(Data records)
--- Begin ---

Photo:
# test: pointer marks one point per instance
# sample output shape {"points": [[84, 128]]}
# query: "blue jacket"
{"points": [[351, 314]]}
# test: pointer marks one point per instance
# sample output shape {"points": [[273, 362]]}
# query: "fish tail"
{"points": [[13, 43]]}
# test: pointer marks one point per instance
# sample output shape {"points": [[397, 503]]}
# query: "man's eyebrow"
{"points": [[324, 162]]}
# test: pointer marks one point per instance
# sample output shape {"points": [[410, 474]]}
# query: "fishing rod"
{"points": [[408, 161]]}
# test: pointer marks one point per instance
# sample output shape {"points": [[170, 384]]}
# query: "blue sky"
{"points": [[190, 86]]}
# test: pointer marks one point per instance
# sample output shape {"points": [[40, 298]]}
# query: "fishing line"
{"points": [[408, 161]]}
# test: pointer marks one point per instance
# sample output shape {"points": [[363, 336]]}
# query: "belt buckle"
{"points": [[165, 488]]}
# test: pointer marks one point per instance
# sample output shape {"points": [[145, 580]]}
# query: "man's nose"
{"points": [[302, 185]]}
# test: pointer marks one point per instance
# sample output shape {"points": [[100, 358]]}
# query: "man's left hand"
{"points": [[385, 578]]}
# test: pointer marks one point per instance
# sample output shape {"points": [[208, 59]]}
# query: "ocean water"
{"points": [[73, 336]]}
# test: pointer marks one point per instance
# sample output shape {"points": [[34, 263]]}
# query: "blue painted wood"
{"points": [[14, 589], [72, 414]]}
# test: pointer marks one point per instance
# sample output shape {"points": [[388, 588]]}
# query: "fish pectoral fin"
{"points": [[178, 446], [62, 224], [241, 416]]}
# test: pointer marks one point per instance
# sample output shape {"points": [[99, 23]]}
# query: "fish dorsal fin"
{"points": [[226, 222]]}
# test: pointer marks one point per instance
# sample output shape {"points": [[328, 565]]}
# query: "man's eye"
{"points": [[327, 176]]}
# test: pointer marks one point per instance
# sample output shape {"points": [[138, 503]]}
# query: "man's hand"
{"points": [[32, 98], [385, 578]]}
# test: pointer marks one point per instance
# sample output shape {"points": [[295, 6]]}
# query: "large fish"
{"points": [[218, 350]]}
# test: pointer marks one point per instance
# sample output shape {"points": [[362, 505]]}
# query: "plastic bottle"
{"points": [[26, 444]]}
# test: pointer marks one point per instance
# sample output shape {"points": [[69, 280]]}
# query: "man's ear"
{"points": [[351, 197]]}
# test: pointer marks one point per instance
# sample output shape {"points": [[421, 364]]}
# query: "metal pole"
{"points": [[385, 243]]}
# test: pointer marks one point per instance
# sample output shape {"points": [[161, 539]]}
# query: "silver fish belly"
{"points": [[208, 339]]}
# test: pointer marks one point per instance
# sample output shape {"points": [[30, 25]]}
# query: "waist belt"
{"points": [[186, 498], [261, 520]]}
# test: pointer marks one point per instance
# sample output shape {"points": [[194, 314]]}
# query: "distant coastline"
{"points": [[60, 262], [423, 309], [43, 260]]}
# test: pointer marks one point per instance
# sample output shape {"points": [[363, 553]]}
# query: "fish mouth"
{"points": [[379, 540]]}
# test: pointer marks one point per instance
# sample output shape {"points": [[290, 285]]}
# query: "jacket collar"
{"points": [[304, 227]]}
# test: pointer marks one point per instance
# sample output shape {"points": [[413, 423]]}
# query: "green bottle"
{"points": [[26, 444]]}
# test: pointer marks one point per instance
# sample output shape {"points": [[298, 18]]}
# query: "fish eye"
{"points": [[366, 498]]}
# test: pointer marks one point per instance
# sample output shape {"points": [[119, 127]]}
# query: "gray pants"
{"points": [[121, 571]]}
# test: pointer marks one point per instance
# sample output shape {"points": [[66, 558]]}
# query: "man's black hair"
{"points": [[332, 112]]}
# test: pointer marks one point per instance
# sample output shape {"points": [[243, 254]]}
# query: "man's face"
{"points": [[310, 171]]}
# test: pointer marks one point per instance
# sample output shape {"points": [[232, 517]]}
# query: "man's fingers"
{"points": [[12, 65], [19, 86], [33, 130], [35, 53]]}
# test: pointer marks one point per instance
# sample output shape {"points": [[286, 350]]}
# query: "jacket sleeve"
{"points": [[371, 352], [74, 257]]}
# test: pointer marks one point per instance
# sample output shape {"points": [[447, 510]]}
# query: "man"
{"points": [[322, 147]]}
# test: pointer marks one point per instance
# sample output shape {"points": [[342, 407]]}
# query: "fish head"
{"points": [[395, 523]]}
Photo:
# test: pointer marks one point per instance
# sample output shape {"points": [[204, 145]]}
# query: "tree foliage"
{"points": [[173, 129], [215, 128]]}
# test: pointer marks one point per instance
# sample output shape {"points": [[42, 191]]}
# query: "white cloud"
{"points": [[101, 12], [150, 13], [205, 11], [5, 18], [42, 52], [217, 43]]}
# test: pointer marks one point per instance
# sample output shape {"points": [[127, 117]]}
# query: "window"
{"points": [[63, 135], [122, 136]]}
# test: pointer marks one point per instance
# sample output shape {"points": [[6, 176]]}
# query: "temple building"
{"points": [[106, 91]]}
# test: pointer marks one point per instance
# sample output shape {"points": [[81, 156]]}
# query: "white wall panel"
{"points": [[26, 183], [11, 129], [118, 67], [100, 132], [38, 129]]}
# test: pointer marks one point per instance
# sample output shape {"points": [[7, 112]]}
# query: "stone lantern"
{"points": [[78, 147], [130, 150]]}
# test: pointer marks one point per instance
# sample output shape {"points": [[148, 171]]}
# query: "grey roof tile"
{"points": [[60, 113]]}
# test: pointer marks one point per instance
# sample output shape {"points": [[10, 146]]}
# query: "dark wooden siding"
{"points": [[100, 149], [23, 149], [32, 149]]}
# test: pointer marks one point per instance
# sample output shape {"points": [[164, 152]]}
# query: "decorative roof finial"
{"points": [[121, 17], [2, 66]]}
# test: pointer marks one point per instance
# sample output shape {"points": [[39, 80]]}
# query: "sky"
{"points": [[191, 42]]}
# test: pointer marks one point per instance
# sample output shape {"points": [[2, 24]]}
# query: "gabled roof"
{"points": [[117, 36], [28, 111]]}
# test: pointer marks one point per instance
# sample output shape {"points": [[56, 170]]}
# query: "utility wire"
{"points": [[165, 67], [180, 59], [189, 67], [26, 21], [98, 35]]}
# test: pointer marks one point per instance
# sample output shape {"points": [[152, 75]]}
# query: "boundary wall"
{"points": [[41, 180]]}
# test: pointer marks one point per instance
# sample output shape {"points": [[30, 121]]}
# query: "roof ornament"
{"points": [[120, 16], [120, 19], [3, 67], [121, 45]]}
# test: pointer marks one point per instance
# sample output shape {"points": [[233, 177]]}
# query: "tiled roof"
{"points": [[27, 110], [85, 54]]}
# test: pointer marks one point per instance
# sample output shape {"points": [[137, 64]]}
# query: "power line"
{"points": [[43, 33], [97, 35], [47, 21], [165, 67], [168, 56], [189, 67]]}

--- End ---
--- Begin ---

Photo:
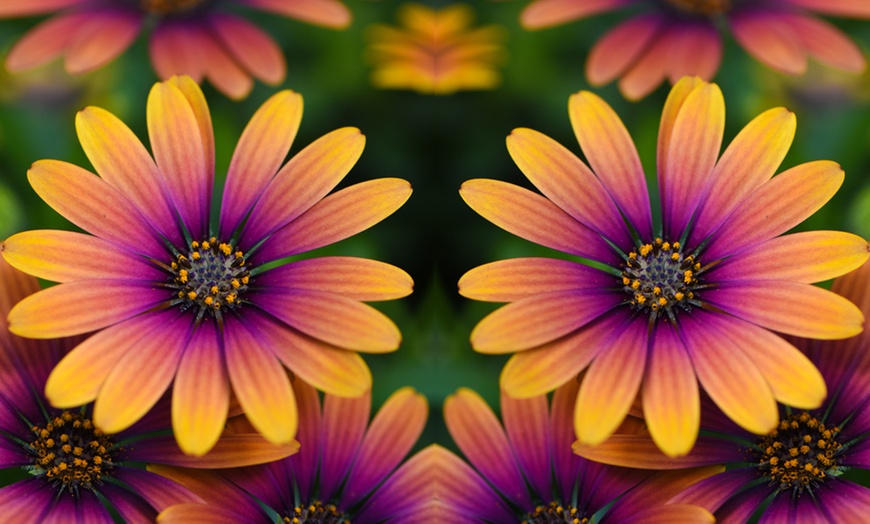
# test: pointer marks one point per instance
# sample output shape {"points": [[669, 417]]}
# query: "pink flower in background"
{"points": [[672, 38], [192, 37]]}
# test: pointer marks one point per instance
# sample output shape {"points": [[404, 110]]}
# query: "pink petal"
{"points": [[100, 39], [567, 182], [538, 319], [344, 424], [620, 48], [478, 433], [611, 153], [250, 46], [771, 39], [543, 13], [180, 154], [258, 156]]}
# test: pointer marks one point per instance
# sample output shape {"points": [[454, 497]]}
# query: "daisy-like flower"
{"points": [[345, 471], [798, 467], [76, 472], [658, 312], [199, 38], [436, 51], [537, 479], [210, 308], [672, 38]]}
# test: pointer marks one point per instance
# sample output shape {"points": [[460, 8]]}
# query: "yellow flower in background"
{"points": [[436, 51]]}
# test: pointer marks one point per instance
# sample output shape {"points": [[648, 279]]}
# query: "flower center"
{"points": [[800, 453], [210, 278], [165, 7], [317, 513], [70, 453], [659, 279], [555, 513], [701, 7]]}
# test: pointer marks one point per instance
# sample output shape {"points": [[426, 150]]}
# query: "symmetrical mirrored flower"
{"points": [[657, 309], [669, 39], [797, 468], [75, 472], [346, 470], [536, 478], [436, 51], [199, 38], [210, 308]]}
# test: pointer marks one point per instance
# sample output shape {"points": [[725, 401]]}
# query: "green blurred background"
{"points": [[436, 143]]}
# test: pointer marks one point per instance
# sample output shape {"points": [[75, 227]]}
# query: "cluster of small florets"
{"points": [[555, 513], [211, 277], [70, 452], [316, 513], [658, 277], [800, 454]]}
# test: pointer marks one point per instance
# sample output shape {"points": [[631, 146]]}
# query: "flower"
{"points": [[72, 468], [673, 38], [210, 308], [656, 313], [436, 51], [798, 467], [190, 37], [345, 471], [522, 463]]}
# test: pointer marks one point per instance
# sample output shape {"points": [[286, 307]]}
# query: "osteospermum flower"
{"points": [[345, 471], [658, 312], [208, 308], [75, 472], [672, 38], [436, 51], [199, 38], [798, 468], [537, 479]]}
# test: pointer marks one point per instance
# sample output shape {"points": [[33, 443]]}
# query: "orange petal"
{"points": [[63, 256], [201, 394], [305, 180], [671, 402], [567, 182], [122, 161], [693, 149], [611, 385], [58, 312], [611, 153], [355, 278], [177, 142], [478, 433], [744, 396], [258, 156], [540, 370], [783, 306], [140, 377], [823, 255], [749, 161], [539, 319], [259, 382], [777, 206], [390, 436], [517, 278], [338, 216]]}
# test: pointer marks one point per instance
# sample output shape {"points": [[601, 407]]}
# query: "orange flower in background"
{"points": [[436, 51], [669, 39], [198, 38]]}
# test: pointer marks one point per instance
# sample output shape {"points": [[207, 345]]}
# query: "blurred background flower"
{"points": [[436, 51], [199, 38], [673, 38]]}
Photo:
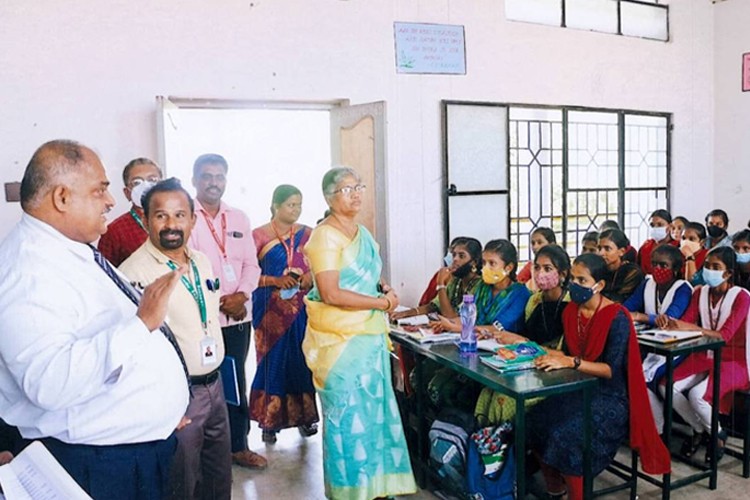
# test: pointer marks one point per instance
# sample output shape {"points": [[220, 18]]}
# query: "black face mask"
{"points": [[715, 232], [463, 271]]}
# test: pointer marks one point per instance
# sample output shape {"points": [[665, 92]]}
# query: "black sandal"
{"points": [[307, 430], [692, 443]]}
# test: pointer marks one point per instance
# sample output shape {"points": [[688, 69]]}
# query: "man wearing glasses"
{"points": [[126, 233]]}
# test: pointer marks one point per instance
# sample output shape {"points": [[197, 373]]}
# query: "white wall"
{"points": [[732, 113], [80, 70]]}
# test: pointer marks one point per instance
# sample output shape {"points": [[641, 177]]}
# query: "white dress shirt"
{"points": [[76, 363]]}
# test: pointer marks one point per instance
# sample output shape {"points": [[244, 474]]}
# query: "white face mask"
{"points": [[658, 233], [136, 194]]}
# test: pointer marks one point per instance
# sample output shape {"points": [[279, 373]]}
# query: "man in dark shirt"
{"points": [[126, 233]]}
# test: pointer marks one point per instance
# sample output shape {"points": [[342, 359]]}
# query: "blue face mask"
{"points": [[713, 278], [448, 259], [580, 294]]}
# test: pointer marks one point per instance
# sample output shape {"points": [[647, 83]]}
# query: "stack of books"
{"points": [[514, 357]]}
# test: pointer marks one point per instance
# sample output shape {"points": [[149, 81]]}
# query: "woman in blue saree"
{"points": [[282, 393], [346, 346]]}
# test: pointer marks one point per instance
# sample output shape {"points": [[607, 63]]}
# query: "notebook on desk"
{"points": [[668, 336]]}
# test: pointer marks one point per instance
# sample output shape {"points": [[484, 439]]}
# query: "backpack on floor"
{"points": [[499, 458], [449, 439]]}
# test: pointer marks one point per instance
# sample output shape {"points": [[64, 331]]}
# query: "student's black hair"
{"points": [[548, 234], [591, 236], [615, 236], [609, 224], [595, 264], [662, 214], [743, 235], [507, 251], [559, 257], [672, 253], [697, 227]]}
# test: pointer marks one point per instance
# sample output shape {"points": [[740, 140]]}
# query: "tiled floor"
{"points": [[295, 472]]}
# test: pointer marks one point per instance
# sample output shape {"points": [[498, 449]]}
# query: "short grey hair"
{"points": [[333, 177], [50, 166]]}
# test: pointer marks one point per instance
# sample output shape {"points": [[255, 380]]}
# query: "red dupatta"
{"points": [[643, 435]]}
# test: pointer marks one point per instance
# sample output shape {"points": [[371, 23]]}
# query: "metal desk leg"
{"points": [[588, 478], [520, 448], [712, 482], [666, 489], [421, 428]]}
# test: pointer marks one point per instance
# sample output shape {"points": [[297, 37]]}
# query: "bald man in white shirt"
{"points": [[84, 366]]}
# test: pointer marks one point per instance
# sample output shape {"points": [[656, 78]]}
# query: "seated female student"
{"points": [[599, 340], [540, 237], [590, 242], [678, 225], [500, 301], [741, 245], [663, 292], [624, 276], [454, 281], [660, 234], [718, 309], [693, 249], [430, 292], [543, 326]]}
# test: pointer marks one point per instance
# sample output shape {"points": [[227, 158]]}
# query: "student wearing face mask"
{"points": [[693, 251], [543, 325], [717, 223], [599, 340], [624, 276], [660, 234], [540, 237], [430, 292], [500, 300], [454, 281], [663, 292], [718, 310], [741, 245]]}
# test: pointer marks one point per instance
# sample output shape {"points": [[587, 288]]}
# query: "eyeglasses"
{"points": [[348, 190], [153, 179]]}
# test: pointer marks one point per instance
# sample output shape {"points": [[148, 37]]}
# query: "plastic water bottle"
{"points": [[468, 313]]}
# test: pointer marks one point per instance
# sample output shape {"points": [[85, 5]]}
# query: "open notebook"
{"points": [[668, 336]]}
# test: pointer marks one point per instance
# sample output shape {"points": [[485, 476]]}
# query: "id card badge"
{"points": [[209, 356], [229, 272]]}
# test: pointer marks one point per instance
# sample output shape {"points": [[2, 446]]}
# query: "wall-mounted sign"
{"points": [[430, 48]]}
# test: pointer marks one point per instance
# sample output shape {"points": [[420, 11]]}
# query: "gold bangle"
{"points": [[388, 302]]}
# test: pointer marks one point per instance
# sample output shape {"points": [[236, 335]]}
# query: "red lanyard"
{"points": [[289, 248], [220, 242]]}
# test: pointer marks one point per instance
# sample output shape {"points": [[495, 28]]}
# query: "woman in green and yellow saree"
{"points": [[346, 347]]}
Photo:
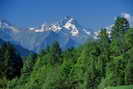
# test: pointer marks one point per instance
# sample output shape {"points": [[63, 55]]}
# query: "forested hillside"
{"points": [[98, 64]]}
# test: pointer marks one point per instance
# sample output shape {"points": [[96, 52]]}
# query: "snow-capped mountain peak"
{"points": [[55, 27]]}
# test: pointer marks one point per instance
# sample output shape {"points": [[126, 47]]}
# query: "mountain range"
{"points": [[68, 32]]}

--- End ---
--- Begin ---

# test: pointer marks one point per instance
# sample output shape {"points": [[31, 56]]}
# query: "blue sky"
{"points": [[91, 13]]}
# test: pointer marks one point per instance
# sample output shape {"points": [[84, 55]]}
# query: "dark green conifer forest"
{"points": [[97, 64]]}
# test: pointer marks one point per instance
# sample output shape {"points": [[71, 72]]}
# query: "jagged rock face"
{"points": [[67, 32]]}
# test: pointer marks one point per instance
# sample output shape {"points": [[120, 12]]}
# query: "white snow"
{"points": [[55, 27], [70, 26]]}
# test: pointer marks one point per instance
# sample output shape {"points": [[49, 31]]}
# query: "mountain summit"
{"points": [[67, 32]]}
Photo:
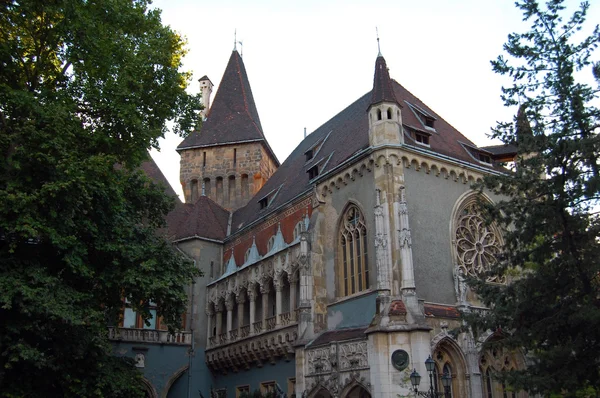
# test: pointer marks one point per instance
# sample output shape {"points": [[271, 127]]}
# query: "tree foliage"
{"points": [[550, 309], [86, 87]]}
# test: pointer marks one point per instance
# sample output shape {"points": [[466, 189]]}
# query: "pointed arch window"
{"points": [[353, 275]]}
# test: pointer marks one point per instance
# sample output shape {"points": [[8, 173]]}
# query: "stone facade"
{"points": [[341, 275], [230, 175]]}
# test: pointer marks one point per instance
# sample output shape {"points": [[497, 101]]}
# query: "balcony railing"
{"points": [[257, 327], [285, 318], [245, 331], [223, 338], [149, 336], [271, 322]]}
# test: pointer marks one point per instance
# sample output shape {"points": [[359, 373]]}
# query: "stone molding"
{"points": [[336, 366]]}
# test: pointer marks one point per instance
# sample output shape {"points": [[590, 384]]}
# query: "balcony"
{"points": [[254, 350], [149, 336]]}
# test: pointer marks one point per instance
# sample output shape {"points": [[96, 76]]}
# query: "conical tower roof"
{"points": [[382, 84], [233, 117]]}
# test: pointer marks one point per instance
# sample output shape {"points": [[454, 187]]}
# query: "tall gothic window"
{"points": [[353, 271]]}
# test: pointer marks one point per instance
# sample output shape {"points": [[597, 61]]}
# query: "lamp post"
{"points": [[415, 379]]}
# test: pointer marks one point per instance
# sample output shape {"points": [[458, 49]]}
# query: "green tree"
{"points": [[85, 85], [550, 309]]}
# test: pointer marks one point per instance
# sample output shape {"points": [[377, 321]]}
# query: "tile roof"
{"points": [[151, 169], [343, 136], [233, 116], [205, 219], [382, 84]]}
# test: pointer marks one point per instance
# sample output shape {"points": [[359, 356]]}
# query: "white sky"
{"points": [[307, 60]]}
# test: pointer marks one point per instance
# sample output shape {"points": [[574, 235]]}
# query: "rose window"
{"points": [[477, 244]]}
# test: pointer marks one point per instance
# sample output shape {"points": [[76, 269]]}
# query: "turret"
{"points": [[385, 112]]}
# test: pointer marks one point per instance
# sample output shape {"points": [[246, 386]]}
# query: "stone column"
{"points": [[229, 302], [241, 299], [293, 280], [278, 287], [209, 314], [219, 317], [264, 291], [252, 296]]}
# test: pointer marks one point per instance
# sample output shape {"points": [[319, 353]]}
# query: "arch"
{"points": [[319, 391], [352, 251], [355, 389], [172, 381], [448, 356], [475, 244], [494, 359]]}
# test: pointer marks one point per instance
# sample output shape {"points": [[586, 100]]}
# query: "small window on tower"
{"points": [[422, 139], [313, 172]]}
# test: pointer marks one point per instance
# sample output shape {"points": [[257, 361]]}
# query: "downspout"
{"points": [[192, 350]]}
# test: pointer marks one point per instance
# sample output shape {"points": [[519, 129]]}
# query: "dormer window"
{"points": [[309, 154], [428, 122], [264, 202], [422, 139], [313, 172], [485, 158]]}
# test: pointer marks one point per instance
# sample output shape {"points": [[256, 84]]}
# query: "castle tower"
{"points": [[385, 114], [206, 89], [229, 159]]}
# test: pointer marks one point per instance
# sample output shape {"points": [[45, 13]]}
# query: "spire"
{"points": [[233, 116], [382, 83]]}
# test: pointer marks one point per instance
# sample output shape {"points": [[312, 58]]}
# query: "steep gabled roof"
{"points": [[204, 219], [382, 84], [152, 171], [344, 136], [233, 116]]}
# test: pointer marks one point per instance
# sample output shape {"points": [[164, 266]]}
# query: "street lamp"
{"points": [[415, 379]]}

--- End ---

Exercise
State how many lines of the data above contain the word "blurred". Give the number alone.

Expected answer
2